**SOURCE RECORDS:**
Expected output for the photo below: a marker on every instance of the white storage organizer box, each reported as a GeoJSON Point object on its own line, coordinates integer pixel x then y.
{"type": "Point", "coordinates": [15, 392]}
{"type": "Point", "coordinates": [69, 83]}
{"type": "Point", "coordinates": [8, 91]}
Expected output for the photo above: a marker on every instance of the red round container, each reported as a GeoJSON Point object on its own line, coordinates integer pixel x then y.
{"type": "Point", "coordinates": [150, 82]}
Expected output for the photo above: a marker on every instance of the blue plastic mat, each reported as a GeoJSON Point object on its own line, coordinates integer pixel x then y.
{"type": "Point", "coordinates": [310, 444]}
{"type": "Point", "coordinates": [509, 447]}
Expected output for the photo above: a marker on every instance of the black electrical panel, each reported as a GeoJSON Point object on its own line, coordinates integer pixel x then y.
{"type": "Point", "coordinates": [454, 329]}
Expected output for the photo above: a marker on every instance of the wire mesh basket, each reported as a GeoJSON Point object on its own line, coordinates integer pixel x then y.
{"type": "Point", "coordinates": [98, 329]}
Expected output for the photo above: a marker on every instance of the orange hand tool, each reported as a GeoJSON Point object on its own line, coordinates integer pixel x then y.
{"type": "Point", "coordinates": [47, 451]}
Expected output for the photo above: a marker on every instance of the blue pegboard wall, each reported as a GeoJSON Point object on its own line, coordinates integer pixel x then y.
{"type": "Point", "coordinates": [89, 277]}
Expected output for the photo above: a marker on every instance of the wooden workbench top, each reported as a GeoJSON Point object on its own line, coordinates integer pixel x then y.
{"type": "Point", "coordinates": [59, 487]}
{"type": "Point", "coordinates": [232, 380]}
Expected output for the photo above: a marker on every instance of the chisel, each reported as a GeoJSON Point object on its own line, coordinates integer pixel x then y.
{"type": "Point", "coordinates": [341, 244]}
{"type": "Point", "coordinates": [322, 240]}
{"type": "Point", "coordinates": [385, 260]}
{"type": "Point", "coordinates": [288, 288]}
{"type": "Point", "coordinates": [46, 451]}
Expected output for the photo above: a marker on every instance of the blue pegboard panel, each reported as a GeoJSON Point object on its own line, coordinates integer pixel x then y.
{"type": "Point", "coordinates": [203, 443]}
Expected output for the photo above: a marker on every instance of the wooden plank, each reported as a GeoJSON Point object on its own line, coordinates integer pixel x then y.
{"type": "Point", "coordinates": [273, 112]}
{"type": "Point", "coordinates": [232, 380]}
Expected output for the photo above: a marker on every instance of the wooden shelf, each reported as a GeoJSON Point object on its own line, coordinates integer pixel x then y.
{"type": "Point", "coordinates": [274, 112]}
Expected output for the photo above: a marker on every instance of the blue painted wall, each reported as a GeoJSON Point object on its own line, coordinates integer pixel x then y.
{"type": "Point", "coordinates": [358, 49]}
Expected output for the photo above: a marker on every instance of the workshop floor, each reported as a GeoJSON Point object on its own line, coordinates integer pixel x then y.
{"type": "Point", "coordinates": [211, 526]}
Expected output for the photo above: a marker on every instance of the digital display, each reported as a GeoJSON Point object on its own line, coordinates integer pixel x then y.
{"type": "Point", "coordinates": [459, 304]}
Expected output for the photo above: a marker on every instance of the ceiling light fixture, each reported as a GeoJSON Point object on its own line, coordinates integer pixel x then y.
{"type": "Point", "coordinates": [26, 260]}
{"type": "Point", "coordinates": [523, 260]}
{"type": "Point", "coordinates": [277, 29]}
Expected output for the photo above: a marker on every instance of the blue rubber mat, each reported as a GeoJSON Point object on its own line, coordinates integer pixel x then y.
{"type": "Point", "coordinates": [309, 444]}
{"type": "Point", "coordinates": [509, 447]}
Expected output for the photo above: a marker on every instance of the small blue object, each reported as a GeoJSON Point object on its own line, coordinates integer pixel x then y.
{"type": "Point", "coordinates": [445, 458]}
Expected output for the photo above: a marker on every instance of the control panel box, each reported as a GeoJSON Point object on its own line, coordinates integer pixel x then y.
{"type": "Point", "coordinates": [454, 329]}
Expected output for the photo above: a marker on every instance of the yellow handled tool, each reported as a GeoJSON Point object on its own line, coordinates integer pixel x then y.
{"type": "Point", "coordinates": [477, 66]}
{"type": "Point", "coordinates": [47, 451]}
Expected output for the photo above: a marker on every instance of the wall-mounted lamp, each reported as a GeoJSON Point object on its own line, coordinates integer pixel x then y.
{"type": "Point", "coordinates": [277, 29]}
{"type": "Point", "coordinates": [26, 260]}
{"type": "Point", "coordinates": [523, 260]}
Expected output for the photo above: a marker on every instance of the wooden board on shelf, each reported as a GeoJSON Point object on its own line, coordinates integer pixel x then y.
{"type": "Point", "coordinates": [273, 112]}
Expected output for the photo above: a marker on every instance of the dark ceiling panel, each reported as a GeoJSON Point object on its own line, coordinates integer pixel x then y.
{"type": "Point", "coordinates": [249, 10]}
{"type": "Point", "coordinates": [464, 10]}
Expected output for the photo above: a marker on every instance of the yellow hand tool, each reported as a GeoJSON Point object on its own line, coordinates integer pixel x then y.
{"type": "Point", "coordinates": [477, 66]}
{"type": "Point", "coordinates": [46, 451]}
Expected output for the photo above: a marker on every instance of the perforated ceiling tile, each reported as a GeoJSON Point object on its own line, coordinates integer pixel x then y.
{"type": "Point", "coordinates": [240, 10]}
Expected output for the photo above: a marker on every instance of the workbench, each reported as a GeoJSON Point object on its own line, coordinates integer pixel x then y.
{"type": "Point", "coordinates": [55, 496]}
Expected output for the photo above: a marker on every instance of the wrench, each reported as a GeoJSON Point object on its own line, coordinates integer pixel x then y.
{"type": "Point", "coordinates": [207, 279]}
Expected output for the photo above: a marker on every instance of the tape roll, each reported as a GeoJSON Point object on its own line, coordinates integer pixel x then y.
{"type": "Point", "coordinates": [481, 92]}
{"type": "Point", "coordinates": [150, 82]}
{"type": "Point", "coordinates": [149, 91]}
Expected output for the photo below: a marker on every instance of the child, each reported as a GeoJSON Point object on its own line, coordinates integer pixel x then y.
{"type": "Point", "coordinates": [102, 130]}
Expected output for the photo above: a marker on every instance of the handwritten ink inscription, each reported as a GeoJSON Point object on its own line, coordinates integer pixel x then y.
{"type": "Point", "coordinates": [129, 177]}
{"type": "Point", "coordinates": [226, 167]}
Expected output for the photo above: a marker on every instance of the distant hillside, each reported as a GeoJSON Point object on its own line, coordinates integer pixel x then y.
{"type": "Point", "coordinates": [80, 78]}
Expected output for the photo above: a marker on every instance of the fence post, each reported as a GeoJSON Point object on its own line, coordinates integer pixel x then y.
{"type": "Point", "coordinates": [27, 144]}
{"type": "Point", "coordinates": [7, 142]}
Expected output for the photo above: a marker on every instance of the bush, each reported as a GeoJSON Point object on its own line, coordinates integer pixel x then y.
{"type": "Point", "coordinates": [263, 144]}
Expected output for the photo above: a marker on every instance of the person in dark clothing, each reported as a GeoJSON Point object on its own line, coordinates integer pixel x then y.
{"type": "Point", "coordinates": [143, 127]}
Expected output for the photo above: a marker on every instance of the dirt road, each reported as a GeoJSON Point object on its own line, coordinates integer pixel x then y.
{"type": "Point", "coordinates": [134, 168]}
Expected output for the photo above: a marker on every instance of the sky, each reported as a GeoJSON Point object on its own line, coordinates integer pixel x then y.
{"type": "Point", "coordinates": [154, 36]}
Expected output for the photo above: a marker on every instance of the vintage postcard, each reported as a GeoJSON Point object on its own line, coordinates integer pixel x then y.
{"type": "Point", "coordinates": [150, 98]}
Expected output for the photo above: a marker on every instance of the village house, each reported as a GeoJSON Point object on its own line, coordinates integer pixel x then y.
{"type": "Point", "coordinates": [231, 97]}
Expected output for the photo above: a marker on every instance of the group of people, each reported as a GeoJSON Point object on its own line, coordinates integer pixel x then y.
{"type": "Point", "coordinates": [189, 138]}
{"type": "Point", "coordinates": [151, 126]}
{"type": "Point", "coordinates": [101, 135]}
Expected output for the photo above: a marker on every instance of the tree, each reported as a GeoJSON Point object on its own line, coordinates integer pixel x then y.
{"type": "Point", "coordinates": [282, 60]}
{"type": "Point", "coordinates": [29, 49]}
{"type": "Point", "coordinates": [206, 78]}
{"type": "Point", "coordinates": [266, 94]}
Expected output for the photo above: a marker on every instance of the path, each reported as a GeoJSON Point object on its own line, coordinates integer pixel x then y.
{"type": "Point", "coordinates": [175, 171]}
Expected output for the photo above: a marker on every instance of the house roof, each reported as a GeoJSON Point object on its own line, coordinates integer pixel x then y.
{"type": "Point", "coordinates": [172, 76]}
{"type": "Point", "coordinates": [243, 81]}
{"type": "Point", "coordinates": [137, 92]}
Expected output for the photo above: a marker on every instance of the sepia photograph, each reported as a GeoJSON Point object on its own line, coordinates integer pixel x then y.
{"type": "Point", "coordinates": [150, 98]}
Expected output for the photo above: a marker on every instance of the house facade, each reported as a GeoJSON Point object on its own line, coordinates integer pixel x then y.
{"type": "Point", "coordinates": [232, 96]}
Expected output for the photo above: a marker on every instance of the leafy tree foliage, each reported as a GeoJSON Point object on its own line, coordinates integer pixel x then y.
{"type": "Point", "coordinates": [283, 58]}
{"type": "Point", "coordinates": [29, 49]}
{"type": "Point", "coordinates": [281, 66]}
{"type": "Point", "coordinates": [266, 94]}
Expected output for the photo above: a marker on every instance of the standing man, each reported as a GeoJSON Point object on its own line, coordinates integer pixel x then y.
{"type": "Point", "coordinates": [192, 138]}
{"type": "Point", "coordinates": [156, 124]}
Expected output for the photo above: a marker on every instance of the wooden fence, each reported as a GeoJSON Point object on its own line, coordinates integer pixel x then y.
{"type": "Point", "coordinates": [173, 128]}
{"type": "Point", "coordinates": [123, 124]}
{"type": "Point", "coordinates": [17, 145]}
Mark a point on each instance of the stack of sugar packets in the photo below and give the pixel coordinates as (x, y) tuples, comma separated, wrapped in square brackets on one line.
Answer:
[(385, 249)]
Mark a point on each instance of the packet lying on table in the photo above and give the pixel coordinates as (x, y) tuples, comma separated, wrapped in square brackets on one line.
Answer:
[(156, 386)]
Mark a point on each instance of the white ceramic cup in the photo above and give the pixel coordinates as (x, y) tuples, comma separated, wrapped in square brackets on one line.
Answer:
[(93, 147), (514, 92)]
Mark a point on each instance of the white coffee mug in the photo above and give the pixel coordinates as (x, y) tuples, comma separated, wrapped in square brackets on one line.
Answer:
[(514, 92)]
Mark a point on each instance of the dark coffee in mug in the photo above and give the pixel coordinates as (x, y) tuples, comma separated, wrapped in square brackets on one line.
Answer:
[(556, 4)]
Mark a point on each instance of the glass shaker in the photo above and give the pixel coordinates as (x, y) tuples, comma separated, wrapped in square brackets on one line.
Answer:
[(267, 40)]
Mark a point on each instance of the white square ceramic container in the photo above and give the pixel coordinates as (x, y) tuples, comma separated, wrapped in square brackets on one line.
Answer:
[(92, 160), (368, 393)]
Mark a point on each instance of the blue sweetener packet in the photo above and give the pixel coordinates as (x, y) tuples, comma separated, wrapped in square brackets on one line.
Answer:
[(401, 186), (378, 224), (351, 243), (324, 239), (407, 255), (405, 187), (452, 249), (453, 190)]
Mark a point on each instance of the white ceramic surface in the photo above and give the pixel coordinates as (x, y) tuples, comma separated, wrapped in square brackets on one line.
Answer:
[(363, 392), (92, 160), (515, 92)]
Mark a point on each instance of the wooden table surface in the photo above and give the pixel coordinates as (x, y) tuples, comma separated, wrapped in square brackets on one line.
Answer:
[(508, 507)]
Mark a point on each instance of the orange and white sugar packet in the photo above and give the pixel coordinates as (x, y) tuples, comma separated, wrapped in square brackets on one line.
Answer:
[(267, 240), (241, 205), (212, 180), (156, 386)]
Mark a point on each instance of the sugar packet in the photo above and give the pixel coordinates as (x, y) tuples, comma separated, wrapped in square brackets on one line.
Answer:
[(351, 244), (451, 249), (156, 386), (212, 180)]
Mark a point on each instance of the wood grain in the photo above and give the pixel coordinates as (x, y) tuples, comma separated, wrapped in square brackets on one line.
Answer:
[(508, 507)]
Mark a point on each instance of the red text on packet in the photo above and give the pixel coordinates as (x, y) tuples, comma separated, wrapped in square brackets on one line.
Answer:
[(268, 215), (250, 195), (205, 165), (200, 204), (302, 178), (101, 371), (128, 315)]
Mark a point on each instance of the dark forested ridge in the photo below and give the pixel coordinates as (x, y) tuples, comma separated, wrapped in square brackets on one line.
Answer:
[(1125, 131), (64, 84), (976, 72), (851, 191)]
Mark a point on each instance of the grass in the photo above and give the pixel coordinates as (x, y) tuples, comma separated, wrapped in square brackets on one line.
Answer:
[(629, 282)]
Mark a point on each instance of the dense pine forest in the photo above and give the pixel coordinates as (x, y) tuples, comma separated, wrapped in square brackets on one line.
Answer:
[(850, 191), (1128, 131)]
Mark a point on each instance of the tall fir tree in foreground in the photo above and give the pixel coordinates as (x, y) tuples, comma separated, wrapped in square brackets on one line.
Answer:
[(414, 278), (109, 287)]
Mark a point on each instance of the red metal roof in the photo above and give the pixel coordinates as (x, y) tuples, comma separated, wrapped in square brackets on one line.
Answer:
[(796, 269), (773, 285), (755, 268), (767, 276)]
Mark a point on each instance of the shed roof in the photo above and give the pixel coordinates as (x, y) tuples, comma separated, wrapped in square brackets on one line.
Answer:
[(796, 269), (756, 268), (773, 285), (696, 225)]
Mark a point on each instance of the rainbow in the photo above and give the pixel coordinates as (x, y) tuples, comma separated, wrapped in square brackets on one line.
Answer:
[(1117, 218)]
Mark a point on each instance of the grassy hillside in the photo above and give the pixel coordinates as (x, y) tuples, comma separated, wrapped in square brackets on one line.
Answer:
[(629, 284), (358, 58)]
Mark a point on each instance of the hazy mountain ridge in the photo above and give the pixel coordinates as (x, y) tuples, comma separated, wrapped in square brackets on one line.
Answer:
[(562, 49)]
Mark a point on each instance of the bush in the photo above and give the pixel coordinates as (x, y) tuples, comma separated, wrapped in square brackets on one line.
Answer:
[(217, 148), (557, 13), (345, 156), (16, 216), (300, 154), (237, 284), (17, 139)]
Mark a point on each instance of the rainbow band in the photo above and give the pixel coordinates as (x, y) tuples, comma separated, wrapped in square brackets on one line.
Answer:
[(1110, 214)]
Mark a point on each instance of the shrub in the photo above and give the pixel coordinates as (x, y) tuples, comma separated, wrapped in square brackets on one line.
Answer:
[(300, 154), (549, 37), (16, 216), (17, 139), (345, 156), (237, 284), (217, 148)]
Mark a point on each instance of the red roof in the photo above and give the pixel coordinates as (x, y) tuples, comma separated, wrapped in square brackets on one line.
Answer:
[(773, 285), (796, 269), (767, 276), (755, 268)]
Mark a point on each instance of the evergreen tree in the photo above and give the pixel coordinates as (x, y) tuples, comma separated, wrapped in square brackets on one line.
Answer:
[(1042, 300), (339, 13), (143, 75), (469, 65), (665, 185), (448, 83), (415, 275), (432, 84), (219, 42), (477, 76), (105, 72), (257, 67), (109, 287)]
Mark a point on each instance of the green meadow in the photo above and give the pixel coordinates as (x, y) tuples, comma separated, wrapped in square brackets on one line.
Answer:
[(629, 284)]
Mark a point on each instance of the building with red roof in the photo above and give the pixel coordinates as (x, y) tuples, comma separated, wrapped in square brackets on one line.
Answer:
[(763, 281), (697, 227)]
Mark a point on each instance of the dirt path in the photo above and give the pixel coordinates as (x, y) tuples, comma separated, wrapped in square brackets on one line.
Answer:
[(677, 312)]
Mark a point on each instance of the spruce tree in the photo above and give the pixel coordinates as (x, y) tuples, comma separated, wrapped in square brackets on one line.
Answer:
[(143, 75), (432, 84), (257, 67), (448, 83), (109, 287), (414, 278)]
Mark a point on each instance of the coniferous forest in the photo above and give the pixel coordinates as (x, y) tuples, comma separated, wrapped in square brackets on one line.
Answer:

**WORK TO BE COMPLETED:** Select and copy every line of the listing with the word "rainbow".

**TASK ANSWER:**
Mark a point on each instance of the rainbow in the photo above and give the pixel coordinates as (x, y) tuples, comma separated, wrapped in square brackets on one line.
Mark a point on each instance of the rainbow band in the photo above and give the pixel coordinates as (x, y) tuples, comma separated, wrapped in square brackets on one line.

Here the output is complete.